# Short exercise
Convert the material, starting at the line that contains "Where can the dog's ear" and continuing to its end, into a JSON list of strings with one string per line. Leave out any blank lines.

_ _ _ _

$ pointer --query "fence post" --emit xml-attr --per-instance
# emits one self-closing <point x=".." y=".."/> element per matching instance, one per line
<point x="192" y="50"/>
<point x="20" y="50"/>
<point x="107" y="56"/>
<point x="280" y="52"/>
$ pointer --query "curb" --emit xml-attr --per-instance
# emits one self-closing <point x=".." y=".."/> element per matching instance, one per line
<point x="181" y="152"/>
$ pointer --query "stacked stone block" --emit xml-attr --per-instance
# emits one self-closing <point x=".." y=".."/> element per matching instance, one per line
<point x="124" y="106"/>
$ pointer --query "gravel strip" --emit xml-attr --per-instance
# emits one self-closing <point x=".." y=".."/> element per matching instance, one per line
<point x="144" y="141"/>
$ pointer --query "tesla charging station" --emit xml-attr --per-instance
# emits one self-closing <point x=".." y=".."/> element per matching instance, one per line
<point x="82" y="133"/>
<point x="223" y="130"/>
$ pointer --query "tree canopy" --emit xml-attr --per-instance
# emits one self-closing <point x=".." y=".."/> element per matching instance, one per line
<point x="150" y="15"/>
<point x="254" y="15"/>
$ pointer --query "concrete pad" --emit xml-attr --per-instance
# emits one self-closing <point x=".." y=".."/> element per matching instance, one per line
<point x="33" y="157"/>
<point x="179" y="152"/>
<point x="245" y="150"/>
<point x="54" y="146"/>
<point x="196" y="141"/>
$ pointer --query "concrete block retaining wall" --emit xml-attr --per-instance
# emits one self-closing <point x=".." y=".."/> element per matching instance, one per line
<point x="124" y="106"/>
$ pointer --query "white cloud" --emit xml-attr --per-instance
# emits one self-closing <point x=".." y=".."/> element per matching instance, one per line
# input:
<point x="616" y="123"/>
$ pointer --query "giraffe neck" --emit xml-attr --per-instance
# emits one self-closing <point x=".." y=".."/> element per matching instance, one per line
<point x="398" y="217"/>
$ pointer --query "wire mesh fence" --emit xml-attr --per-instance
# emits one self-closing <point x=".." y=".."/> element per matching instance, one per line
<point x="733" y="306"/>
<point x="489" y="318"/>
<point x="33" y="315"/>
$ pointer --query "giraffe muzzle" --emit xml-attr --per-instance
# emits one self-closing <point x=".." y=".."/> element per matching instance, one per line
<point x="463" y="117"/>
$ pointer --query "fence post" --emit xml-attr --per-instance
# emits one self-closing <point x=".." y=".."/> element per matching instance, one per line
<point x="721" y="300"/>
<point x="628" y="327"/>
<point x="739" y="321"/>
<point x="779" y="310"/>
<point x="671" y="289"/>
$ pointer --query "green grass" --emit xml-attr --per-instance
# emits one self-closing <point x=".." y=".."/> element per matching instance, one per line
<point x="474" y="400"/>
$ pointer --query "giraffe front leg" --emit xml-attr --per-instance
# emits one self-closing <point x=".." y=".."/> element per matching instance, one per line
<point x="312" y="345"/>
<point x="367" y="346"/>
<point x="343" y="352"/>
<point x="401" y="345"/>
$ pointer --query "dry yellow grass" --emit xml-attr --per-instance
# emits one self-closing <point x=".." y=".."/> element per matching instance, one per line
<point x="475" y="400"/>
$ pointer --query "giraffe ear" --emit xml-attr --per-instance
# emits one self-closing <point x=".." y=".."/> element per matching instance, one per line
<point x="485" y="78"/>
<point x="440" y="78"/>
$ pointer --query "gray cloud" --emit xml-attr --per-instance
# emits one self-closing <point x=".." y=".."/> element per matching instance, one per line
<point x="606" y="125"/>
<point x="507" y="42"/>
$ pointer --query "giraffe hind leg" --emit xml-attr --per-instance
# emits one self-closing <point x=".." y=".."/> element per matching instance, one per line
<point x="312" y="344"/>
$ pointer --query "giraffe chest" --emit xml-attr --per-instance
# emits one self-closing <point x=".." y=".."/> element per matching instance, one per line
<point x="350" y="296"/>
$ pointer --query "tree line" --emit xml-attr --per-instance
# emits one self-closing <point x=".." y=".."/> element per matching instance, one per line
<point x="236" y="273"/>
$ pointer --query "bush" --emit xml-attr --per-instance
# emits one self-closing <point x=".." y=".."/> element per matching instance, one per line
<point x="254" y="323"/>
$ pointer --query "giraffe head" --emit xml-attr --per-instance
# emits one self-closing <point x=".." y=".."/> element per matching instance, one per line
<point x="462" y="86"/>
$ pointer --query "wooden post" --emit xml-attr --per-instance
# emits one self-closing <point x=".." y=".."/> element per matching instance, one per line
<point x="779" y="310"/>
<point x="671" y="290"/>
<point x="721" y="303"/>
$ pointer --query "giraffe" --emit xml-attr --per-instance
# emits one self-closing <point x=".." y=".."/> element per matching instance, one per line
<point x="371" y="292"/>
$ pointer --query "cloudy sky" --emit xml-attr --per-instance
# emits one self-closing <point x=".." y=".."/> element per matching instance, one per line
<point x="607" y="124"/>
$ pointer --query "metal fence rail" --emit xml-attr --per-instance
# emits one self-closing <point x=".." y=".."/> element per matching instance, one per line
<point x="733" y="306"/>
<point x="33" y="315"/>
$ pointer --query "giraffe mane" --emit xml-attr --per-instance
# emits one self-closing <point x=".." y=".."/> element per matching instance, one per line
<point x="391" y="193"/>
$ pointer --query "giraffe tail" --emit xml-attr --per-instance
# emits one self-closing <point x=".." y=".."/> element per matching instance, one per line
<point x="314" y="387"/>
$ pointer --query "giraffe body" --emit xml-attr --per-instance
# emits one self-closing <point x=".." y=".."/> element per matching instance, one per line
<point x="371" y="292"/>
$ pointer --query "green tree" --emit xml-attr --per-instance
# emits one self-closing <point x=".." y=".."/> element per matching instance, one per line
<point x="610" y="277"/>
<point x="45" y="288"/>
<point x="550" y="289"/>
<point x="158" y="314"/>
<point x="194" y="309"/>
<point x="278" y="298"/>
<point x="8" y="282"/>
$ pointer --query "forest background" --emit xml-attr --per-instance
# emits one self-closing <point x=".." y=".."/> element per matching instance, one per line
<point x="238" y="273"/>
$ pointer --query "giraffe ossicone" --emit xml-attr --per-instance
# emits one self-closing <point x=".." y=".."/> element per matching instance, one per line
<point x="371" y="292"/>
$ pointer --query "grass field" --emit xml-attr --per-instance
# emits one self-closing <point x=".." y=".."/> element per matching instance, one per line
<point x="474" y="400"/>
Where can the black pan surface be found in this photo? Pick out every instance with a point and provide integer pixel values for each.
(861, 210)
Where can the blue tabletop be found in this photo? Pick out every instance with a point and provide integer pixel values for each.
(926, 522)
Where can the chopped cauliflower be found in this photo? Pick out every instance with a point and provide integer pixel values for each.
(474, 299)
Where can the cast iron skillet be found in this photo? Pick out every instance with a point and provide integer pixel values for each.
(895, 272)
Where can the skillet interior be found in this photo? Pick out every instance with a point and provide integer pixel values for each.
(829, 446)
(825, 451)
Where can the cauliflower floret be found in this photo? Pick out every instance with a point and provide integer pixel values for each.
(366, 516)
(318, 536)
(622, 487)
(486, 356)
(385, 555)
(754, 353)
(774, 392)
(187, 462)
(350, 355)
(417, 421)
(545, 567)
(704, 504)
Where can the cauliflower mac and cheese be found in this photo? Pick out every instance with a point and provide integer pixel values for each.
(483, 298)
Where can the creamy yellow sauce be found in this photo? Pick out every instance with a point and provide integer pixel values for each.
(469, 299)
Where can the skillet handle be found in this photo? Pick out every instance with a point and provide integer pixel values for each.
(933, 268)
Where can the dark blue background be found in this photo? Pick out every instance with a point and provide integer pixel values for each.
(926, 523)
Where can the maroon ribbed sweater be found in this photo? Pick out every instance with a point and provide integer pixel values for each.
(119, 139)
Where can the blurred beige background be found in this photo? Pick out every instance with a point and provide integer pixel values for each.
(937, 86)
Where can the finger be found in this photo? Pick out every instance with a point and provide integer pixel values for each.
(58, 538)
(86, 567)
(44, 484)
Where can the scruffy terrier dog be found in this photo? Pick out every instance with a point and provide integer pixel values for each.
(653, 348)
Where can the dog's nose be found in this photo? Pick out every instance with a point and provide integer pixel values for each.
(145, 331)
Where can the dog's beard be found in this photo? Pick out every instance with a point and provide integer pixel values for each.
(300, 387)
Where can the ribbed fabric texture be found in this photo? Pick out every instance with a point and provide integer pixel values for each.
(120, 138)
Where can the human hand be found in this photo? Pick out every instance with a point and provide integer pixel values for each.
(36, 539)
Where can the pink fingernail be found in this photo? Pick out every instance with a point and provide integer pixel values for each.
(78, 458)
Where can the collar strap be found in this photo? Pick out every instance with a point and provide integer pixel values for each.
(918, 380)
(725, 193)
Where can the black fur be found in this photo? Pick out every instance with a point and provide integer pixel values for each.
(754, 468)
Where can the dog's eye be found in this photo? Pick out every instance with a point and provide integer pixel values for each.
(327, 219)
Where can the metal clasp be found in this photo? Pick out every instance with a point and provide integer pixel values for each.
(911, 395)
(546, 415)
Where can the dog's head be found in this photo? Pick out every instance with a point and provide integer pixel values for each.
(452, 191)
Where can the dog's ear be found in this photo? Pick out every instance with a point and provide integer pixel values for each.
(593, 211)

_ _ _ _

# Response to this task
[
  "Where can the dog's ear be found in this photo? Pick out every instance with a point and provide integer pixel values for each.",
  "(593, 211)"
]